Everything in the records is to be written out exactly, except the pictures.

*** Opening of Records supplied ***

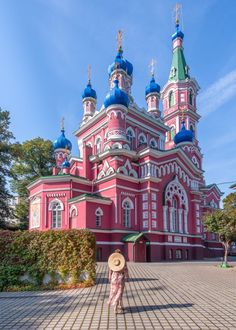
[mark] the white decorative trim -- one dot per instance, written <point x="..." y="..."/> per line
<point x="99" y="211"/>
<point x="109" y="243"/>
<point x="131" y="130"/>
<point x="73" y="207"/>
<point x="55" y="200"/>
<point x="177" y="244"/>
<point x="127" y="199"/>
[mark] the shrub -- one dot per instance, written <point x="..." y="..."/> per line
<point x="65" y="255"/>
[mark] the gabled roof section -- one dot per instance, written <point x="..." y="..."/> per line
<point x="91" y="198"/>
<point x="58" y="177"/>
<point x="211" y="187"/>
<point x="132" y="238"/>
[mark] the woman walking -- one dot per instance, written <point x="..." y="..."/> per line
<point x="118" y="274"/>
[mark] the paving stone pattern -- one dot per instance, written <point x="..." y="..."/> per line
<point x="158" y="296"/>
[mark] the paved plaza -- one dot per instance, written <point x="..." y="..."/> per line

*** Close of Records supplied ***

**Problem solution:**
[mark] the white decorative trim -- one dot per instance, written <point x="..." y="..."/> per line
<point x="99" y="211"/>
<point x="109" y="243"/>
<point x="131" y="130"/>
<point x="73" y="207"/>
<point x="55" y="200"/>
<point x="177" y="244"/>
<point x="127" y="199"/>
[mark] the shrub -- one dot per instance, written <point x="..." y="..."/> per line
<point x="65" y="255"/>
[mark] the gabled roof section -- one dot per instance, written <point x="..." y="..."/> per line
<point x="91" y="198"/>
<point x="58" y="177"/>
<point x="211" y="187"/>
<point x="132" y="238"/>
[mark] the woman walking -- one dot per instance, written <point x="..." y="..."/> per line
<point x="118" y="274"/>
[mark] the paving stone pattern -- one dot per instance, written <point x="..." y="..."/> per line
<point x="158" y="296"/>
[mark] the paved plaza -- one dot per instance, written <point x="..." y="..."/> per line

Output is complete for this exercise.